Stored data entries
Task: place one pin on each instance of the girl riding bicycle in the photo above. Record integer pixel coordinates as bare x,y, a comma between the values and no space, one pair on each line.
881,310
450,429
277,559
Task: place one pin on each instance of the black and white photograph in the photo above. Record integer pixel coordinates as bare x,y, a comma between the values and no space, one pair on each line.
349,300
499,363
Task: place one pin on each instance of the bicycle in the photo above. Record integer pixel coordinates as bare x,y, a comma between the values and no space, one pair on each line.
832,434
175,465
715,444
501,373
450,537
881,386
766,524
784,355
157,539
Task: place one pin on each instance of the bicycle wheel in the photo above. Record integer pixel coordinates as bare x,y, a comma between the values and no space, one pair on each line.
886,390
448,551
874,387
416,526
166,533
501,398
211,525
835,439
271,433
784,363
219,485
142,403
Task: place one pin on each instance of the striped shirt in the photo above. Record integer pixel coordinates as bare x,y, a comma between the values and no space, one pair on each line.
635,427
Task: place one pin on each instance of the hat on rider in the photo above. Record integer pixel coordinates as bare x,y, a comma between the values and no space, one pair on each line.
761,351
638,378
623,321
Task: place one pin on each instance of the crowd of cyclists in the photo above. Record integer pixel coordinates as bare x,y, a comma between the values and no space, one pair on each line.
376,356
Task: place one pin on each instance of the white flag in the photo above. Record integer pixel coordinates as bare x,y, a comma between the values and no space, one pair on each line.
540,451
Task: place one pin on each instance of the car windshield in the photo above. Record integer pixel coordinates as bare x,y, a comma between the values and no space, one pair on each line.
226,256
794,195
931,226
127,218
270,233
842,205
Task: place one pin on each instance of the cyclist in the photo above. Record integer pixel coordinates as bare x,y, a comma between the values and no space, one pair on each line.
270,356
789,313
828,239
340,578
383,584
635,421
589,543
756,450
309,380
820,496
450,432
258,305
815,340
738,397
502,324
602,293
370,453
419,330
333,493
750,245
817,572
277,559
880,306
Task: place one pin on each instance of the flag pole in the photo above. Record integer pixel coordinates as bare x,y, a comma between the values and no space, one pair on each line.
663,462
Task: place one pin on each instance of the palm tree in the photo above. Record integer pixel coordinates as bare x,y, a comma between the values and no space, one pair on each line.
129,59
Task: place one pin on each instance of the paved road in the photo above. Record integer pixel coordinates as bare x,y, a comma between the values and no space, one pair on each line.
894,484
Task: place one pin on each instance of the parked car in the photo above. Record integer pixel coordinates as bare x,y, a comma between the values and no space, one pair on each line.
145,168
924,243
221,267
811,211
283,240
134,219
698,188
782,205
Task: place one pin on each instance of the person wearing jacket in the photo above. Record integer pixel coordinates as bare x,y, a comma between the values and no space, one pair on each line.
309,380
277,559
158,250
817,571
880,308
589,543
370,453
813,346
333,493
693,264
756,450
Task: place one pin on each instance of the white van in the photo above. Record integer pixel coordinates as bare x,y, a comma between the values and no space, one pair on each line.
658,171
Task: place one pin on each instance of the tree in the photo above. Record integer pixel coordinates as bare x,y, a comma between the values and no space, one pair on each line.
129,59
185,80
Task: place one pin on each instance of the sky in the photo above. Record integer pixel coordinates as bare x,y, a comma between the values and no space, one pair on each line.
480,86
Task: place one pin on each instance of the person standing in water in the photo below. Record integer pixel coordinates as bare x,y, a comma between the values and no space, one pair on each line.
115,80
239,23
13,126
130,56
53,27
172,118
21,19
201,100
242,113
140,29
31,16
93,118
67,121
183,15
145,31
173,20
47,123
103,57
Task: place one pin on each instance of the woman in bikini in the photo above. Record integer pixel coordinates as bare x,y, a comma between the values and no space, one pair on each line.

# Problem description
From the records above, please extract every line and repeat it exactly.

# Response below
Task: place one pin on each instance of the girl riding bicycle in the photo above. Record integer pixel coordinates as bare x,y, a comma between the values and no space, one pair on each line.
881,310
450,429
277,559
Task: place one pin on each instance of the black and white photograph in the photo above. Record integer pixel coordinates as bare x,y, a comma between the values and no space, one pair on each line.
349,300
499,363
Task: place one pin on each instance of the bicycle in the photo above. Record integer pixel coordinates as bare x,y, a comma between the values and no space, one pair on each line.
832,434
175,465
715,444
501,373
450,537
881,386
766,524
784,355
157,539
Task: place one pin on each instance of the bicycle wheel in the photo above. Record integer pixel coordinates as bare x,y, a comma between the values and no space, one pair on each line.
886,390
448,551
874,387
416,526
166,533
501,398
211,525
835,439
271,433
784,363
219,485
142,403
Task: place one pin on each instance of the striped shirt in the photo above. Record integer pixel coordinates as bare x,y, a comma between the values and no space, one pair on each line.
635,427
Task: place one pin on each instance of the hat on rider in the photo above. Record integer pixel coordinates as bare x,y, a comma between the values and no space, one pair on each line.
761,351
638,378
623,321
Task: place one pin on each instance of the crowd of cyclists in the photo above. Record integer pixel coordinates as bare x,y, a comma between the values and no space, one pair on each line.
376,356
Task: place one pin on each instance of the white flag in the photo above. Record integer pixel coordinates as bare x,y, a comma between the values and no space, one pair on each line.
540,451
Task: place one pin on each instance of the car windshield in the photo above. Record integer pixel coordinates as bare x,y, a comma between the values and no space, one pair on each line.
226,256
794,195
931,226
127,218
270,233
842,205
Task: place one pin on each instance of the cyclist in the photo above. Record integer pixel coordinates as bare x,y, a comma between the values and no space, one pair on each line.
270,356
789,313
828,239
340,578
383,584
635,421
589,543
756,450
309,380
820,496
450,432
258,305
815,340
738,397
502,324
602,293
370,453
419,330
333,493
750,245
817,572
277,559
880,306
Task: place one pin on each instance of the flag pole in the photo above. Record integer pixel coordinates as bare x,y, a comma between the values and no space, one pair on each line.
663,462
Task: place one pin on each instance of the palm tree in the photo above. Record integer pixel coordinates as bare x,y, a comma between the values and no space, one pair on each line.
129,59
Task: place one pin on each instance of the paved road in the photo above. Record integer pixel coordinates as bare x,y, a comma between the values and no space, one pair on each line.
894,484
Task: place one pin on each instance of the parked car in the photo above. Record integer pixel coordinates as bare x,y, a comma between the values and no space, one pair on each line.
145,168
924,243
221,267
811,211
283,240
134,219
698,188
782,205
Task: place one pin on each instance of the person wearing jacket in the photo above. Record integer pixel coordinates as bare x,y, a comma between the values and no space, one pair on each line.
309,380
277,559
158,250
817,571
880,308
589,543
370,453
813,346
333,493
693,264
756,450
Task: place one pin on each instance of the white van in the photo above. Record integer pixel coordinates as bare x,y, a comma between the values and no space, one pair on each line.
658,171
Task: place one pin on each instance of the tree in the photo above. Record integer pixel coordinates as bare x,y, a comma between the values and no space, one pair on each line.
129,59
185,80
Task: place one pin on each instance of the sky in the photo above. Record integer pixel coordinates as bare x,y, a comma between the values and no space, one pair on each line.
480,86
Task: place one pin on each instance of the person standing in water in the photo below. Record integer pixel coordinates as bare x,y, a comma between the values and no space, one pair on each line.
115,80
239,23
13,126
130,56
53,27
172,118
21,19
201,100
242,113
140,29
31,16
93,118
67,121
183,15
145,31
173,20
47,123
103,57
Task: place one pin on each instance of the woman in bikini in the photo above. Record integer pixel coordinates as bare x,y, a comma between the values and no space, one pair on each line.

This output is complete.